• EXERCISE OBJECTIVE: Please retype every entry below, keeping it exactly the same.

• Data items:
━━━━━━

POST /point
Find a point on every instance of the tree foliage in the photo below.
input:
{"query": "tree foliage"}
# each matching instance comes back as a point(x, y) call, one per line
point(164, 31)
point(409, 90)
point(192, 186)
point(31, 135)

━━━━━━

• FINISHED EXERCISE:
POST /point
Find a point on every instance of the tree foliage in the photo below.
input:
{"query": "tree foliage"}
# each matching instance comes back as a point(x, y) call, one per line
point(164, 31)
point(409, 90)
point(192, 186)
point(31, 135)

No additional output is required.